REQUIREMENT: Rescale everything from the line containing "Locate every instance of the log cabin" down to the last of the lines, both ends included, by writing those lines out again with their requests. In the answers, multiply every coordinate by 2 and round to whole numbers, with halves rounding up.

DATA FOR THIS TASK:
______________________________
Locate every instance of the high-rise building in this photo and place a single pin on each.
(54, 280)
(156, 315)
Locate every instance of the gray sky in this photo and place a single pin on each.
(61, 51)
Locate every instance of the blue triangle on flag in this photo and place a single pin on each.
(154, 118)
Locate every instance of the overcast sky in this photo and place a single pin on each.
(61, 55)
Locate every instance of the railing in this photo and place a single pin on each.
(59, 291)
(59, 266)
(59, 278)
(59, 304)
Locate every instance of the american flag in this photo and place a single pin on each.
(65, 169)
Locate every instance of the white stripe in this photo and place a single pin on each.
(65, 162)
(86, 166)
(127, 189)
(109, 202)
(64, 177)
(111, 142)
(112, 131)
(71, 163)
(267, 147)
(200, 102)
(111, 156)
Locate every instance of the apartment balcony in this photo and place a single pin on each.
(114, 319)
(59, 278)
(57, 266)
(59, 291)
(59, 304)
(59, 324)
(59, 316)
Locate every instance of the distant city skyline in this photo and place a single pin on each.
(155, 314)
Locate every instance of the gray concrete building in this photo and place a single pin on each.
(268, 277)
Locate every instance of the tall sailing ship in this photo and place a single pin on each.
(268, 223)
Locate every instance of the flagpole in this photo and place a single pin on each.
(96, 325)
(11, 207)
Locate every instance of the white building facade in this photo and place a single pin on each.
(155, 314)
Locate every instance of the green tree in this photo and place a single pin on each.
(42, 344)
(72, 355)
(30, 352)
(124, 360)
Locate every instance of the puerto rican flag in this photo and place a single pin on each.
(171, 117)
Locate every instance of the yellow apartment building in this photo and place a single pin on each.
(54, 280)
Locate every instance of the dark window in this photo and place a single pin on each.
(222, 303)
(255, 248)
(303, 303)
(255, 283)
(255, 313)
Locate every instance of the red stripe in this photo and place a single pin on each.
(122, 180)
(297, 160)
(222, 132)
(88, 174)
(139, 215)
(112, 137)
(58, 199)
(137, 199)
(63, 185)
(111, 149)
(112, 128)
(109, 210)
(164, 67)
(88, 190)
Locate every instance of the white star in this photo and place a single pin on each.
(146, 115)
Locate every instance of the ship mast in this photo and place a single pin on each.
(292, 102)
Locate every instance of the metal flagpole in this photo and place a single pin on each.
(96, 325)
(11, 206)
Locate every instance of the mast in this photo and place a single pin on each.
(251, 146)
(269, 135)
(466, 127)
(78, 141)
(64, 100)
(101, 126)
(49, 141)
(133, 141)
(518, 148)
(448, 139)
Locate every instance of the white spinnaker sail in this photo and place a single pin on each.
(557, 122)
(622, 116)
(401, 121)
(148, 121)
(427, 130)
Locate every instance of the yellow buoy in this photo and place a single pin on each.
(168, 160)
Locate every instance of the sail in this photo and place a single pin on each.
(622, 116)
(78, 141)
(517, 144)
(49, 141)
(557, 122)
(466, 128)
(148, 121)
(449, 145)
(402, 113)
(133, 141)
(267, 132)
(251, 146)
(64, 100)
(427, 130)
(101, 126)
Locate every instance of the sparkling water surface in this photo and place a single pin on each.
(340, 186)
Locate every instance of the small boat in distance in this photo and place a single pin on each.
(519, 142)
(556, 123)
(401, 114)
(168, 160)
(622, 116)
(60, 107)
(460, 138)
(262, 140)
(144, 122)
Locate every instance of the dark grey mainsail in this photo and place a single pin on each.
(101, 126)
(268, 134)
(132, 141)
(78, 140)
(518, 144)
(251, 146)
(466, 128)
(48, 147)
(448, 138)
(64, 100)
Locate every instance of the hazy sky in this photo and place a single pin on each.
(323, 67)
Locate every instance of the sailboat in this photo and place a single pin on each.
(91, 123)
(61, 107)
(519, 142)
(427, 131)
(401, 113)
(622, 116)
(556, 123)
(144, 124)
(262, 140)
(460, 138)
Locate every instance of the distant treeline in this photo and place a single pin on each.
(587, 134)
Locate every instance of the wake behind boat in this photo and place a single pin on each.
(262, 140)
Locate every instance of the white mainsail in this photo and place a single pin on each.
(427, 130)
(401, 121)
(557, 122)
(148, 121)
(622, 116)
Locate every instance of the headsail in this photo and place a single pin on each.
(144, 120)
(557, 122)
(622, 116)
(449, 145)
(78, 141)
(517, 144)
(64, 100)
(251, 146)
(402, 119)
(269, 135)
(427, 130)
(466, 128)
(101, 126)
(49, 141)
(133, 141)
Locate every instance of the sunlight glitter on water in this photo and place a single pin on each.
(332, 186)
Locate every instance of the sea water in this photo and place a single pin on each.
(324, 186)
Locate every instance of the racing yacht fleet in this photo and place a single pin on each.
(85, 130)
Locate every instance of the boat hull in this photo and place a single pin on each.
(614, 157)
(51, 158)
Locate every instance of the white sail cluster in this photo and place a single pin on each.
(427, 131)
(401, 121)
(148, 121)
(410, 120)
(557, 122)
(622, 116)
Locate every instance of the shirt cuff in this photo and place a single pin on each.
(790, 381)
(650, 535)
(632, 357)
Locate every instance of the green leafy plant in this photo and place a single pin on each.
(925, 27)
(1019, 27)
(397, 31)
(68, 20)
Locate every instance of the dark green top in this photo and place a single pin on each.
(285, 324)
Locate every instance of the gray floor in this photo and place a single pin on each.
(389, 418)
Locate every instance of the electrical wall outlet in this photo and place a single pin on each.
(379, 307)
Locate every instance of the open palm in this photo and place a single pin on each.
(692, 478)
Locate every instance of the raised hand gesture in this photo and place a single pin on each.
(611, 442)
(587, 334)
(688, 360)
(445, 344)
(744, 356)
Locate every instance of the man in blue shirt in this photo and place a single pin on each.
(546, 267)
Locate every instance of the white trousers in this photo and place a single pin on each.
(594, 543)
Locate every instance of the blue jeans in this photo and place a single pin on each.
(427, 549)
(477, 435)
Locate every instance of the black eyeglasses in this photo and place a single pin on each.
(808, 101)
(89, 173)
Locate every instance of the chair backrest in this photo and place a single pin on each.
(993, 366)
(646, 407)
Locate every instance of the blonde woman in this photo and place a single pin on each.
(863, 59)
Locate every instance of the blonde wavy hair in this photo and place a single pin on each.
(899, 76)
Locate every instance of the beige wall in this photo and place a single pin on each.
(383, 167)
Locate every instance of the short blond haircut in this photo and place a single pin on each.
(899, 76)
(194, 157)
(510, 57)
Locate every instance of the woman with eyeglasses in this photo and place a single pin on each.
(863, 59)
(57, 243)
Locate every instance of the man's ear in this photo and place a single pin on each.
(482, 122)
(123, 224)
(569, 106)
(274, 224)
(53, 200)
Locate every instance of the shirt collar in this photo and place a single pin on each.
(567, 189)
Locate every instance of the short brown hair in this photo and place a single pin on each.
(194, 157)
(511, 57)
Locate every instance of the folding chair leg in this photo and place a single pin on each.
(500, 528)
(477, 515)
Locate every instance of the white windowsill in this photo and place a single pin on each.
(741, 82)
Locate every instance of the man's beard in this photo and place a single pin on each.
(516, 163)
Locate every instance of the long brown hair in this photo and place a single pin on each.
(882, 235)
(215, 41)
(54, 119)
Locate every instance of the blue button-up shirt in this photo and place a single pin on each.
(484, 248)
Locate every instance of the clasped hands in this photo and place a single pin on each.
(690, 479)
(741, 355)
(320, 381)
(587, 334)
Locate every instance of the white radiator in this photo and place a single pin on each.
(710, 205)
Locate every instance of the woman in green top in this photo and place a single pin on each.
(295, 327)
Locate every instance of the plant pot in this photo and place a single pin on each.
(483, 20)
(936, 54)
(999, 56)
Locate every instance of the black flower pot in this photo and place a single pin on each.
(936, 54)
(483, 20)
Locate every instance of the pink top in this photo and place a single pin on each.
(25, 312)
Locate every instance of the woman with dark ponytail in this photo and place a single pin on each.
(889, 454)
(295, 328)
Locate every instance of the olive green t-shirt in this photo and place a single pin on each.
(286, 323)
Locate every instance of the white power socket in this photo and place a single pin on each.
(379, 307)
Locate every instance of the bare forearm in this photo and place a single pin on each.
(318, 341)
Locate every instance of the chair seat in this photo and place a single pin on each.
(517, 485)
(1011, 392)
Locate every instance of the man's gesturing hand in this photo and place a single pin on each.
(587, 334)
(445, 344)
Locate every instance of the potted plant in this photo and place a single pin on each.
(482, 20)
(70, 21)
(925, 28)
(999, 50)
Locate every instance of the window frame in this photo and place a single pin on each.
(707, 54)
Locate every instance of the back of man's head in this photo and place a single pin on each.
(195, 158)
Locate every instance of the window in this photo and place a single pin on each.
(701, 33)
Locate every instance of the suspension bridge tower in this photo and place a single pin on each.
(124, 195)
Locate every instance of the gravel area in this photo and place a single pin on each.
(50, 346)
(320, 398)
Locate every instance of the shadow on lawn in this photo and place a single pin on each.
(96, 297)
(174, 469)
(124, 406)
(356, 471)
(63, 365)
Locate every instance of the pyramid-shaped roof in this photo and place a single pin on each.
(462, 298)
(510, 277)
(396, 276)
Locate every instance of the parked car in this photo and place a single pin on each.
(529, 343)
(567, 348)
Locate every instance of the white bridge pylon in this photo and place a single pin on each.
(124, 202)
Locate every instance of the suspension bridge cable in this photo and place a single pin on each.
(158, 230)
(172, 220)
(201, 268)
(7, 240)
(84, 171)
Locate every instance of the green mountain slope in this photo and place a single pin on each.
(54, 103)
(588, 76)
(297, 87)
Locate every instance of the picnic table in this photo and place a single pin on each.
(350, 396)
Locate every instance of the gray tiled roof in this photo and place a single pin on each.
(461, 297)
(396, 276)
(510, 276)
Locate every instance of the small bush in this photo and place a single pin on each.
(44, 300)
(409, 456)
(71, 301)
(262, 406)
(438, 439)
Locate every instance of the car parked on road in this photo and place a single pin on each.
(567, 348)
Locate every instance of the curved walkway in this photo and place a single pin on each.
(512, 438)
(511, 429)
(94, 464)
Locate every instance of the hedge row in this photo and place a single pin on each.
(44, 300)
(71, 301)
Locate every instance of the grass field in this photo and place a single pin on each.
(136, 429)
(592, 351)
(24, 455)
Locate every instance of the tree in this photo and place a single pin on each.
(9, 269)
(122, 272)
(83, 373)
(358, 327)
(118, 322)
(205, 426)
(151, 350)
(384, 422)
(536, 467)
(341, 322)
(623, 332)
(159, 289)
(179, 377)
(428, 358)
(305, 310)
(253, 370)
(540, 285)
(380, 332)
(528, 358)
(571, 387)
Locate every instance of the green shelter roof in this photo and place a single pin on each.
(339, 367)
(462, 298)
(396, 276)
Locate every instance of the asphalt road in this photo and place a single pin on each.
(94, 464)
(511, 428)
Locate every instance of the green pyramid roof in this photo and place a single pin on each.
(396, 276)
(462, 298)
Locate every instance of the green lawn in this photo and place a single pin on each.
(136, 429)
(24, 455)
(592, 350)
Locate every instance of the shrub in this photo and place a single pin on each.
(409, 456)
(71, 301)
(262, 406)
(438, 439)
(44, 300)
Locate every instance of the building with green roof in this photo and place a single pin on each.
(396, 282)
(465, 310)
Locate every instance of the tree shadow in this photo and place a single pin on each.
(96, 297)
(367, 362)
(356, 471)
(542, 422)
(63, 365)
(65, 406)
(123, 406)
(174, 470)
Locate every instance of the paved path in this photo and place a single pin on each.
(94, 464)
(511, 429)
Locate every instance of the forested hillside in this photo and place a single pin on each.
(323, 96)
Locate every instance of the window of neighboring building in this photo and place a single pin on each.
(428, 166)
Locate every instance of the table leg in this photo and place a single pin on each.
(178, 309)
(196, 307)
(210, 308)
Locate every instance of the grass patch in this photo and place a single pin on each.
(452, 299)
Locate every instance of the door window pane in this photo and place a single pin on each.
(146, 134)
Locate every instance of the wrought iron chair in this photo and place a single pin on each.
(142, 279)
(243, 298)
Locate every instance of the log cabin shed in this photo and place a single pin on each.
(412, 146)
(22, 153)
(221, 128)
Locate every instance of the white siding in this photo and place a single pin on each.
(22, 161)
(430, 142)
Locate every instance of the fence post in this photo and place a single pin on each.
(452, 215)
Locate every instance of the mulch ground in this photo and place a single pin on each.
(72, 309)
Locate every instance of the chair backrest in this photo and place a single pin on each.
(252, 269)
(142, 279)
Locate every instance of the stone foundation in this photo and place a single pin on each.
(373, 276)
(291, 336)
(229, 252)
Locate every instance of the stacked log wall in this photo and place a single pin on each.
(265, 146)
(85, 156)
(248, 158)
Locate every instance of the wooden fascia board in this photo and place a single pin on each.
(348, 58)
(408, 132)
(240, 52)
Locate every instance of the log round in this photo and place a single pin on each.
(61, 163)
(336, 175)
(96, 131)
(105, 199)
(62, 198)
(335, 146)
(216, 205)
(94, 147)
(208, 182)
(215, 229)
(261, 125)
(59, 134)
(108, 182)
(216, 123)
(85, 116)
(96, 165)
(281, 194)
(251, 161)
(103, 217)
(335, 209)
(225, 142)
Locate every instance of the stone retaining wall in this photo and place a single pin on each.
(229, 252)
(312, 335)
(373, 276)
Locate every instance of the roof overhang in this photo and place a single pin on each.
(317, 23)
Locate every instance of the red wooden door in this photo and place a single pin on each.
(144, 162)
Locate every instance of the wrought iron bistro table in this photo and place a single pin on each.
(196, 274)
______________________________
WRITTEN SOLUTION:
Locate every instance of the log cabin shed in this photo and place a single pin on each.
(824, 292)
(44, 306)
(442, 256)
Locate every instance of the white siding in this photo and place a single pin on each.
(44, 322)
(860, 284)
Locate every instance of the fence post in this photo and place a single pin on each.
(904, 430)
Locate every instance of the mulch ground in this photo and place a single pin on each.
(144, 618)
Locate every instance of the chair backrest in this photo and place a single pin on each.
(504, 538)
(284, 558)
Locate every instance of the stone foundation in this photo and place a single pin on each.
(746, 552)
(582, 672)
(458, 504)
Locate every instance of the stacked log wall in this photo and place a single pin on each.
(530, 292)
(170, 312)
(496, 316)
Locate every instance of the wooden fascia board in this photo and place a single pin on each.
(696, 116)
(816, 264)
(480, 104)
Locate every instance of the log round in this photo and place a single pin on each.
(122, 326)
(672, 350)
(192, 262)
(210, 398)
(124, 396)
(670, 292)
(432, 410)
(188, 294)
(416, 364)
(430, 458)
(522, 250)
(118, 268)
(216, 364)
(432, 246)
(170, 232)
(192, 330)
(562, 388)
(502, 322)
(206, 434)
(670, 418)
(450, 284)
Locate every instance of the stone retaining wall in this photo and place a single pin on each.
(458, 504)
(624, 670)
(746, 552)
Locate every instance of the roof overhang in this photo and place a single pin on each.
(634, 46)
Locate every instance of the red wooden door in this photo and place a single pin on each.
(288, 324)
Locate every instance of the wrought iron bistro table in this photo and place a single pin on each.
(392, 548)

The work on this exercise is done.